The rings at altars also help explain a particular kind of coin iconography, usually known as the “butting bull” (Fig. 2).17 These coins depict bulls with their heads bent to the ground in a position thought to be the animal charging. However, these bulls are not attacking, nor are they victims willingly lowering their heads to be killed, but rather representations of the actual handling of the animal next to the altar in order to facilitate the killing by the help of a rope and a ring fastened to a stone.
3 Altar and Pit
At the altar, the animal would be consecrated to the gods. Some hairs were cut off from its forehead, it was besprinkled with water, and grains were scattered. A prayer was said, and then the animal was killed. Some blood was splashed on the altar, the bones to be burnt were cut and placed in the fire and the rest of the meat divided, distributed and consumed.
For these actions, the upper surface of the altar is the center of interest, although some blood hits its front.18 However, a closer look at some preserved altars suggests a wider variety of actions and installations. One feature of interest is pits or rectangular depressions found in a number of sanctuaries. Often the inside is lined with gneiss, terracotta or another kind of heat-resistant material, in some cases with clear traces of burning, but in other instances the pits are constructed solely of marble or limestone plaques.

* _Work instructions_
Please copy the passage on altars and animal sacrifice word for word, in full.

Collected data

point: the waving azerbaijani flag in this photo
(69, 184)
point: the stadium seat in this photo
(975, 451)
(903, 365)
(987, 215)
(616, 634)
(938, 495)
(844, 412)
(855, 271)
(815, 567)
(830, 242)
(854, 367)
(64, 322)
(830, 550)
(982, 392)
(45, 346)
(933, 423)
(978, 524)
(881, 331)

* _Reply_
The rings at altars also help explain a particular kind of coin iconography, usually known as the “butting bull” (Fig. 2).17 These coins depict bulls with their heads bent to the ground in a position thought to be the animal charging. However, these bulls are not attacking, nor are they victims willingly lowering their heads to be killed, but rather representations of the actual handling of the animal next to the altar in order to facilitate the killing by the help of a rope and a ring fastened to a stone.
3 Altar and Pit
At the altar, the animal would be consecrated to the gods. Some hairs were cut off from its forehead, it was besprinkled with water, and grains were scattered. A prayer was said, and then the animal was killed. Some blood was splashed on the altar, the bones to be burnt were cut and placed in the fire and the rest of the meat divided, distributed and consumed.
For these actions, the upper surface of the altar is the center of interest, although some blood hits its front.18 However, a closer look at some preserved altars suggests a wider variety of actions and installations. One feature of interest is pits or rectangular depressions found in a number of sanctuaries. Often the inside is lined with gneiss, terracotta or another kind of heat-resistant material, in some cases with clear traces of burning, but in other instances the pits are constructed solely of marble or limestone plaques.